Short exercise:
Below are entries; copy exactly, and only, the lines from the one containing "formation in the image above." through their final line, leaving out pictures.

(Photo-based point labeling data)

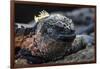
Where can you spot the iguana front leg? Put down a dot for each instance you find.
(77, 45)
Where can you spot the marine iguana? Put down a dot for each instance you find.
(54, 38)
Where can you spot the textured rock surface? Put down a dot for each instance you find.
(53, 39)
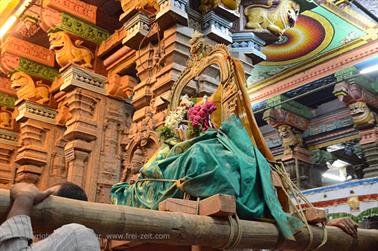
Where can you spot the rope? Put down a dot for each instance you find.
(325, 237)
(290, 187)
(179, 183)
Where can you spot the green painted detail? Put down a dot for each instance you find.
(290, 106)
(321, 157)
(82, 29)
(346, 74)
(7, 100)
(359, 218)
(327, 127)
(369, 83)
(37, 70)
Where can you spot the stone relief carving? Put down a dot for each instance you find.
(67, 52)
(28, 27)
(290, 138)
(121, 86)
(199, 48)
(207, 5)
(5, 118)
(150, 6)
(131, 172)
(28, 90)
(362, 115)
(275, 16)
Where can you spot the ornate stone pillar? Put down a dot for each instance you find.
(36, 122)
(361, 102)
(290, 120)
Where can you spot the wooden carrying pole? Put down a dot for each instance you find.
(122, 222)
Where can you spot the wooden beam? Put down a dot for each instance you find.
(179, 228)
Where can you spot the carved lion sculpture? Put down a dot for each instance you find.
(26, 89)
(121, 86)
(149, 5)
(276, 20)
(68, 53)
(207, 5)
(361, 114)
(289, 138)
(199, 48)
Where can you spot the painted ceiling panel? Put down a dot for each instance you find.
(316, 33)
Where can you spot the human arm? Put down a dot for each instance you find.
(346, 224)
(16, 232)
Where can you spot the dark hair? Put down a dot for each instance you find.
(71, 191)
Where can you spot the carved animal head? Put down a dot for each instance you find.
(20, 80)
(285, 131)
(197, 43)
(340, 90)
(58, 40)
(358, 109)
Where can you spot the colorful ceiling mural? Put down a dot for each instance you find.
(318, 32)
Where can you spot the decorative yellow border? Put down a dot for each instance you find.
(7, 7)
(307, 65)
(329, 33)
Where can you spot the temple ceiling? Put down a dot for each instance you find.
(320, 34)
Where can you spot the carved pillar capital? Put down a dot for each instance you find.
(76, 156)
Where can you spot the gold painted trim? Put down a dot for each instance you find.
(333, 142)
(329, 33)
(305, 65)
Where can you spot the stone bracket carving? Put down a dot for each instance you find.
(352, 92)
(120, 86)
(7, 100)
(78, 8)
(22, 48)
(76, 155)
(8, 137)
(82, 124)
(217, 28)
(31, 110)
(276, 117)
(78, 77)
(248, 44)
(172, 11)
(137, 28)
(37, 70)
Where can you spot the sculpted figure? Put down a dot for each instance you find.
(67, 52)
(199, 48)
(5, 118)
(149, 5)
(276, 20)
(361, 114)
(26, 89)
(131, 173)
(121, 86)
(289, 138)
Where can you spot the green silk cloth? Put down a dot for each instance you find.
(218, 161)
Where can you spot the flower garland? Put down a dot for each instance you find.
(187, 121)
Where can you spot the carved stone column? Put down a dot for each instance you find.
(33, 155)
(6, 160)
(290, 126)
(361, 103)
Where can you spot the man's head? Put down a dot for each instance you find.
(69, 190)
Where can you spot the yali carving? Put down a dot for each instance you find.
(290, 138)
(67, 52)
(28, 90)
(272, 17)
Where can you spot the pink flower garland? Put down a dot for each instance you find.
(199, 115)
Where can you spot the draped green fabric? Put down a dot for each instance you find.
(219, 161)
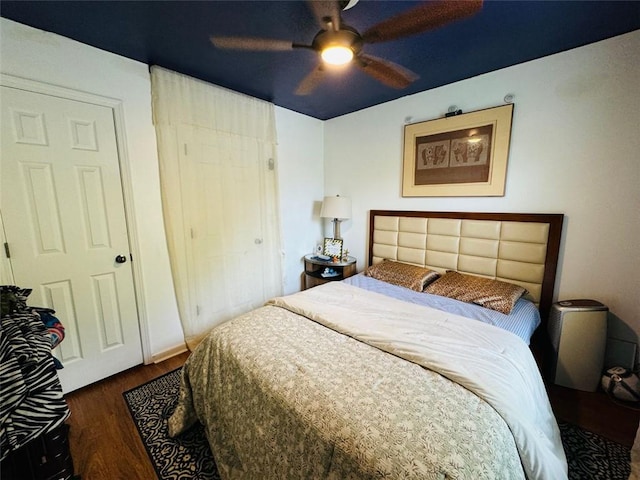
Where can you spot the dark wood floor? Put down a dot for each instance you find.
(105, 443)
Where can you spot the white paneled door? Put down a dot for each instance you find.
(63, 213)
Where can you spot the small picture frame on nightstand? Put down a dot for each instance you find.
(332, 247)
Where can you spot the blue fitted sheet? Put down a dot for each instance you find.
(522, 321)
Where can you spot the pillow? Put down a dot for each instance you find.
(405, 275)
(486, 292)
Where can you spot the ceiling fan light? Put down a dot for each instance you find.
(337, 55)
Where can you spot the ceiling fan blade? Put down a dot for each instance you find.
(248, 43)
(389, 73)
(311, 81)
(421, 18)
(324, 10)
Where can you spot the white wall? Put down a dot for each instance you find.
(300, 174)
(45, 57)
(574, 150)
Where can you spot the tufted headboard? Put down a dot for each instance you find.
(520, 248)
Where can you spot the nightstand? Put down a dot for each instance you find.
(314, 270)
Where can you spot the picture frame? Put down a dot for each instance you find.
(460, 155)
(332, 247)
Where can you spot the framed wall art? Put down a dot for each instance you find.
(460, 155)
(332, 247)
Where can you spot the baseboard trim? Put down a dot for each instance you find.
(168, 353)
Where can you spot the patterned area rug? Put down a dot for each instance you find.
(187, 456)
(589, 456)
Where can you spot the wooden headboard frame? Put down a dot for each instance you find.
(520, 248)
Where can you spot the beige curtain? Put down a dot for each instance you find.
(218, 176)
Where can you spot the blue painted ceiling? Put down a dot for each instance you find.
(175, 35)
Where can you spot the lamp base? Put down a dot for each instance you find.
(336, 228)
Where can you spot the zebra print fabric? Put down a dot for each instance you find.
(31, 400)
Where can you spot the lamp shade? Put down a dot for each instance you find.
(336, 207)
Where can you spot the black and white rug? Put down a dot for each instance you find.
(188, 457)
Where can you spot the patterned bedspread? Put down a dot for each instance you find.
(284, 397)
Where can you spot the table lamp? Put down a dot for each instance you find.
(338, 208)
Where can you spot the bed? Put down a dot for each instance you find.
(353, 380)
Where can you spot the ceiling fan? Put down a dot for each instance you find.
(339, 44)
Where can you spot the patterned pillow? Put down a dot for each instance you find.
(405, 275)
(486, 292)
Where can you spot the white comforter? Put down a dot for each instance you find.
(494, 364)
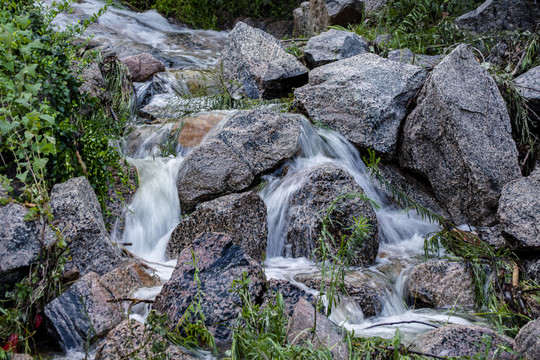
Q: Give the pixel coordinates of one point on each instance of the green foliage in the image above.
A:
(45, 136)
(261, 331)
(210, 14)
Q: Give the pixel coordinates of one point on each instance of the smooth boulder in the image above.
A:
(241, 216)
(519, 212)
(76, 209)
(250, 144)
(20, 243)
(256, 65)
(310, 202)
(464, 340)
(219, 262)
(459, 138)
(440, 283)
(364, 98)
(333, 45)
(502, 15)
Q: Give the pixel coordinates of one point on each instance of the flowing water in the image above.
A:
(155, 211)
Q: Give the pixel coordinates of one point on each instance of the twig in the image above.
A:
(132, 300)
(401, 322)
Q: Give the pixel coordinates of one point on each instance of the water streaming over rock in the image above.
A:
(155, 211)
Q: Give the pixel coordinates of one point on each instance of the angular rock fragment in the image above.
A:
(256, 65)
(459, 138)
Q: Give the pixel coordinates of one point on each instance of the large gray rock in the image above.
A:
(85, 311)
(528, 341)
(441, 283)
(459, 139)
(528, 85)
(241, 216)
(464, 340)
(133, 340)
(333, 45)
(20, 243)
(250, 144)
(143, 66)
(519, 212)
(76, 209)
(301, 327)
(364, 98)
(255, 64)
(317, 15)
(220, 262)
(502, 15)
(306, 207)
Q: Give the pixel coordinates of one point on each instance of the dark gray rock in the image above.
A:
(333, 45)
(441, 283)
(327, 334)
(241, 216)
(363, 292)
(76, 209)
(84, 312)
(323, 186)
(220, 262)
(412, 188)
(317, 15)
(464, 340)
(133, 340)
(143, 66)
(528, 341)
(502, 15)
(519, 212)
(290, 292)
(250, 144)
(256, 65)
(427, 62)
(528, 85)
(364, 98)
(20, 243)
(459, 139)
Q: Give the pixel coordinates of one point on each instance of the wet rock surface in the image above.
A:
(317, 15)
(322, 187)
(364, 293)
(131, 339)
(143, 66)
(459, 139)
(250, 144)
(464, 340)
(519, 212)
(502, 15)
(528, 341)
(76, 209)
(326, 333)
(20, 243)
(86, 311)
(441, 283)
(290, 292)
(364, 98)
(220, 262)
(241, 216)
(257, 66)
(333, 45)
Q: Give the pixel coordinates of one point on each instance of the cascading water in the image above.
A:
(155, 211)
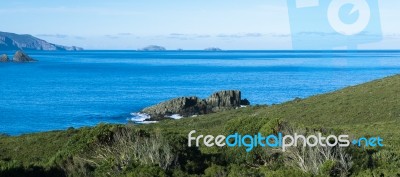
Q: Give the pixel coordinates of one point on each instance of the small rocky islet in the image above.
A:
(193, 106)
(19, 57)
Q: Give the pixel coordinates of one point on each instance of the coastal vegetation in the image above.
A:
(370, 109)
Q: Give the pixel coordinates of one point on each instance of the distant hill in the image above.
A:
(213, 49)
(153, 48)
(11, 41)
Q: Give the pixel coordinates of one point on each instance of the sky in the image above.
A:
(196, 24)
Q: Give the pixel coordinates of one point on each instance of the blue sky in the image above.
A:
(197, 24)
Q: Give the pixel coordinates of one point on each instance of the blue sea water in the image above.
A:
(84, 88)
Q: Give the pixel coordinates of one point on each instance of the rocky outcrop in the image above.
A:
(189, 106)
(21, 57)
(153, 48)
(4, 58)
(11, 41)
(214, 49)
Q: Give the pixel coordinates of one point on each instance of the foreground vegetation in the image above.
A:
(371, 109)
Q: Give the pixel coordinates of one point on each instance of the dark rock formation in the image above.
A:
(4, 58)
(213, 49)
(11, 41)
(153, 48)
(189, 106)
(20, 57)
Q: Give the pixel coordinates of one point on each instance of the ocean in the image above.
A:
(84, 88)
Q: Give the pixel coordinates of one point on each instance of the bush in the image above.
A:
(215, 171)
(148, 171)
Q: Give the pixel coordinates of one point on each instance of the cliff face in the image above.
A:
(11, 41)
(188, 106)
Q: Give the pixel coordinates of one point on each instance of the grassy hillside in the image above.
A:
(371, 109)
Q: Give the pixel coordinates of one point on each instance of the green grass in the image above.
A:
(370, 109)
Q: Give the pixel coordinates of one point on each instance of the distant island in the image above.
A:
(19, 57)
(11, 41)
(153, 48)
(213, 49)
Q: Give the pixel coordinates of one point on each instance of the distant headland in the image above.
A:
(12, 41)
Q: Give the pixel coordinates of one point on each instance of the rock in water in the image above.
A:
(189, 106)
(4, 58)
(20, 56)
(153, 48)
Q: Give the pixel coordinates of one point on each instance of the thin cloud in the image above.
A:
(53, 35)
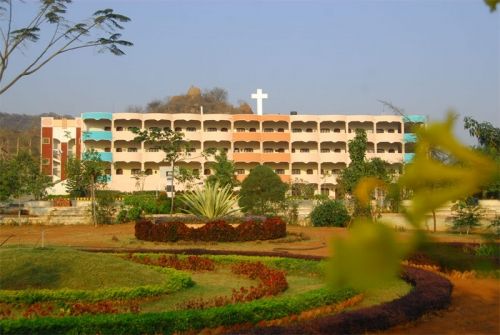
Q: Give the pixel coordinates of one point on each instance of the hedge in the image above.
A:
(176, 281)
(177, 321)
(219, 231)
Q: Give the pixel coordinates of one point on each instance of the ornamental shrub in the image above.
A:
(219, 231)
(330, 213)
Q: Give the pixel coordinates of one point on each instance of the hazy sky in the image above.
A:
(315, 57)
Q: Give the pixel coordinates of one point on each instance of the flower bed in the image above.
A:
(219, 231)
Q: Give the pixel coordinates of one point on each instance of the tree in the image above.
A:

Response:
Q: Give the pixel coordinates of one point on each instance of the dark rock formation in the image above.
A:
(4, 58)
(213, 49)
(11, 41)
(153, 48)
(189, 106)
(20, 57)
Q: Give the pixel coordinates of one point on each instance of the ocean in the image above.
A:
(84, 88)
Q: Give the pixel coordinates of one point on each instance of the bush in the image above.
A:
(215, 171)
(148, 171)
Q: Give the pixel coordinates of one point on each instance of the cliff face in the image above.
A:
(11, 41)
(188, 106)
Q: Give the pixel coordinates of one point on each instance of the grassy hillside in the image above.
A:
(371, 109)
Q: Give the pixel coordinates of one point on each instance of the green grass in the image above.
A:
(370, 109)
Q: Give the pixel coordinates of one point on each instance of the distant island in the image above.
A:
(19, 57)
(11, 41)
(153, 48)
(213, 49)
Q: Give the pixel coordinates of one point on each instance of the distant headland in the image above.
A:
(12, 41)
Q: Give the pixel coordinates of one point on each instance of the rock in water in the image above.
A:
(189, 106)
(4, 58)
(20, 56)
(153, 48)
Q: Give the pixel coordinates of one point on each instance of the thin cloud in the image above.
A:
(53, 35)
Q: Give the pixel coordinates of one point on each instance of the hedge in the image above.
A:
(176, 281)
(177, 321)
(219, 231)
Q: Give the pixel coordinates of one point on each instance of the ornamental shrub in the image above.
A:
(219, 231)
(330, 213)
Q: Give the pixel coordinates of one point on each instance of the hazy sky in the image above.
A:
(315, 57)
Q: Give the pixel coordinates of one point on each instance of the flower bed in the image above.
A:
(219, 231)
Q: Give the pixel coordinates of one point on each instance of the tree in the image above.
A:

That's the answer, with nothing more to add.